I love this thread! I think the name game is SO interesting -- especially for dogs! Acadia (we call her Cadi -- sounds like Katie) was named for Acadia National Park in Maine. We were between that and Chelsea… I also really liked Sage but now I know that Cadi is definitely NOT a Sage. And most of the time people who meet her think I'm saying Katie, but it's all good!


----------



## Martin (Feb 21, 2011)

I picked "definitely" because I was thinking about Dolce. I didn't like her original name at all. "Dolce" means "sweet" in Italian, and she's very, very sweet. She's also cute, and the German word "süß" means both sweet and cute ("Dolce" doesn't mean cute in Italian, though - it's just gets that extra meaning because she's in a German family).

Lupita came with a different name: Scheusal. That's a pretty bad insult in German, so we didn't keep it. Lupita means little/dear wolf in Spanish, and I think it fit her okay. The letters can be rearranged to "Tail-up," which fit her perfectly until she was quite old: suddenly her tail was tucked up to her stomach all the time rather than curled above her back.

Drifter came with his name. I didn't change it because I think it's an okay name. It actually refers to snow drifts (I think all puppies in his litter got snow-related names), and, in that sense, it fit him okay. He liked rolling in snow drifts, after all. However, there's also a line from a song my siblings like to quote: "Like a drifter, I was born to walk alone." In that sense, it didn't fit him AT ALL. Not only was he a golden who loved people more than anything (except possibly food...), he was bred and trained to be a service dog. I got him when he was four and until circumstances forced him to retire, he spent almost every minute with me: at the doctors, in stores, in the classroom, in the bathroom, in airplanes, at friends' places, in the library, etc.


----------



## Jige (Mar 17, 2011)

Raw data.

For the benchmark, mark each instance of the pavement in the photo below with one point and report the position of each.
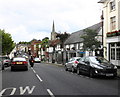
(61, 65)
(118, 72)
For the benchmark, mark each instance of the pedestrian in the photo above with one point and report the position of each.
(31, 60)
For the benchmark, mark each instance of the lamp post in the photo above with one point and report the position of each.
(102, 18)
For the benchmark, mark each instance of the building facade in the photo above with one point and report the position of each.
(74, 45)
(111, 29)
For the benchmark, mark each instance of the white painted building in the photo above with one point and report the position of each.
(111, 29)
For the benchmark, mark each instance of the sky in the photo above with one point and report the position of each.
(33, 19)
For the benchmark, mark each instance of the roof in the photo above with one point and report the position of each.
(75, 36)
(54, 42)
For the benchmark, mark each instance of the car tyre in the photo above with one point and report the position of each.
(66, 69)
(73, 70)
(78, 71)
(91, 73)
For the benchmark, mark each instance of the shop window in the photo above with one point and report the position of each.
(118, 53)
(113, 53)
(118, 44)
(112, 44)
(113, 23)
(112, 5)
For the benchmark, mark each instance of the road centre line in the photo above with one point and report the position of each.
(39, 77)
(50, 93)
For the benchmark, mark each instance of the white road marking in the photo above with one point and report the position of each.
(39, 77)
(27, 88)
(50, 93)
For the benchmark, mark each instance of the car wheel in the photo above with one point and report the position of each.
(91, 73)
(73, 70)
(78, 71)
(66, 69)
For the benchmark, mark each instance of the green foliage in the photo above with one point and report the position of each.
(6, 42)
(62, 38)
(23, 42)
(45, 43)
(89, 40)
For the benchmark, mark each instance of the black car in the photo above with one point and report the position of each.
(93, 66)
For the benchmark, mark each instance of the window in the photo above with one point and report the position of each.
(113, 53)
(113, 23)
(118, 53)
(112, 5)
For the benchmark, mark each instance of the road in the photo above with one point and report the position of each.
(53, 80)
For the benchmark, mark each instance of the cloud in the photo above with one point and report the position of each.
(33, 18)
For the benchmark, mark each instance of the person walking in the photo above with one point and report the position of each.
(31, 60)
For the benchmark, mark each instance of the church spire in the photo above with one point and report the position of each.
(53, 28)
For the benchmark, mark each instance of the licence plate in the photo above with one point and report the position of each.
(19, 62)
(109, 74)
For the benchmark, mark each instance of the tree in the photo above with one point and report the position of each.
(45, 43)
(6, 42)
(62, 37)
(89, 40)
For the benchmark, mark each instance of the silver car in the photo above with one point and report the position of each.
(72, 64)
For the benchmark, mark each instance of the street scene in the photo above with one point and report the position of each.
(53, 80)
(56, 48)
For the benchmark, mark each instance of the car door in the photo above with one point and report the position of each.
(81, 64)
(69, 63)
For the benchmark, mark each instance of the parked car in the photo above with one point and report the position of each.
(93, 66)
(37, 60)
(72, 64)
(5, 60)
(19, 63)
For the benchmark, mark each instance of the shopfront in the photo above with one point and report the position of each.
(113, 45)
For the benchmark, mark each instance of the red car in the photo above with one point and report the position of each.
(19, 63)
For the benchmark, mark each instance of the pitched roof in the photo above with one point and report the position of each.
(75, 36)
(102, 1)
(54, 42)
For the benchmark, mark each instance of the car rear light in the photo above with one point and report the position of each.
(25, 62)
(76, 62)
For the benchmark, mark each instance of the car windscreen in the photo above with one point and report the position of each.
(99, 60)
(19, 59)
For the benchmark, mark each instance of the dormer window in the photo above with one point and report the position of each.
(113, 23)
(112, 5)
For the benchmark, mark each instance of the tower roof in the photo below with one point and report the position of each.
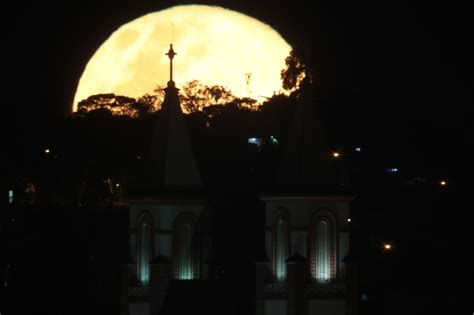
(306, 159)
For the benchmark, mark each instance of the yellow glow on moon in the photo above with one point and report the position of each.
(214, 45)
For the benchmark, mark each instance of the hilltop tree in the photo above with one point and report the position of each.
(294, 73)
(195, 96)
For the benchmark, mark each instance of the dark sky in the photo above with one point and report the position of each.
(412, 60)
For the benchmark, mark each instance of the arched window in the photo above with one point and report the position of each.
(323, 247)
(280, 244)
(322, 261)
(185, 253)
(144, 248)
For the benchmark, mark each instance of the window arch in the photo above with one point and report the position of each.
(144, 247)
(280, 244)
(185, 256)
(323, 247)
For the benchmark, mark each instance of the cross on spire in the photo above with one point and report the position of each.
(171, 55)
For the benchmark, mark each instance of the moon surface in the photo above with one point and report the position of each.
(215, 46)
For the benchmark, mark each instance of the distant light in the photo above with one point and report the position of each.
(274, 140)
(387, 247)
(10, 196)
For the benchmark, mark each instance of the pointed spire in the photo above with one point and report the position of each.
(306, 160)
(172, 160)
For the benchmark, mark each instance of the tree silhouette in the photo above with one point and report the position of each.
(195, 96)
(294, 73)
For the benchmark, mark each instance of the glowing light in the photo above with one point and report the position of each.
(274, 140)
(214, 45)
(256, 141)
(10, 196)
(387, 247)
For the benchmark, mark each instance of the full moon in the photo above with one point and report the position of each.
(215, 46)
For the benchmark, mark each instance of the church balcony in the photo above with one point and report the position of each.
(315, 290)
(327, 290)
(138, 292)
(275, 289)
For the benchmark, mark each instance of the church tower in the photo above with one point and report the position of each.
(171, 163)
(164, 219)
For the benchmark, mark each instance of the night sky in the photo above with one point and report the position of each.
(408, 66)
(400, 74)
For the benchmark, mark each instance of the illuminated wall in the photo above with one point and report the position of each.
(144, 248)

Requirements.
**a)** Retype the records exactly, from the line containing "For the benchmark, mark each instance of the glowing" through the final line of the records, inclusive.
**b)** Continue the forum thread about how people chose their dogs' names from where it stops.

Outputs.
**a)**
For the benchmark, mark each instance of the glowing light in the photo above with one point and report the position of each.
(274, 140)
(214, 45)
(256, 141)
(10, 196)
(387, 247)
For the benchmark, mark each instance of the full moon in the photo above with one point and report the position of each.
(215, 46)
For the benchmark, mark each instance of the church balcony in the photo above with one point and report the position of each.
(315, 290)
(327, 290)
(138, 292)
(275, 289)
For the benchmark, mark each instance of the church tower in the photo above with one point and report the position of each.
(171, 163)
(164, 219)
For the benchmark, mark each instance of the night sky in the photo above with one point and report the position of each.
(408, 66)
(400, 74)
For the benchmark, mark each instance of the illuminated wall in the photo above with one point and report the position of each.
(144, 248)

**b)**
Yes all of my dogs name fit them probably because they love their names. BaWaaJige(harvesting your dreams) is helping me with my dreams. I have always wanted to play the dog show games but never had a dog I could compete with, with Jige I can. Waasenagozi well she shines she is a light she has brightened my life. Ashij he picked his name so it really works for him. Ningaabii he is a star.


----------



## lhowemt (Jun 28, 2013)

Lila was going to be Idgy from fried green tomatoes. It clearly was wrong for her so within the first week she became Lila, which is her to a T. Pearl's name fits her perfectly.


----------



## afire007 (Oct 8, 2014)

Will be naming mine Maximus when we get ours. Max for short.


----------



## shepherdpal (Oct 8, 2013)

Pippin is named after one of the Hobbits and is definitely fits. Just like a hobbit he has hairy feet and likes "second breakfast" and had that other wordily hobbit like combination of innocence/simplicity and mischievousness.


----------



## Kodiac-Bear (Jan 20, 2014)

Rudolf Diesel was a accomplished inventor, DeeZee is alway inventing new ways to get into mischief. Perfect fit Diesel definately fits his name, he's a powerful, hard to stop force.


----------



## GoldenSkies (Feb 27, 2014)

shepherdpal said:


> Pippin is named after one of the Hobbits and is definitely fits. Just like a hobbit he has hairy feet and likes "second breakfast" and had that other wordily hobbit like combination of innocence/simplicity and mischievousness.


That is awesome.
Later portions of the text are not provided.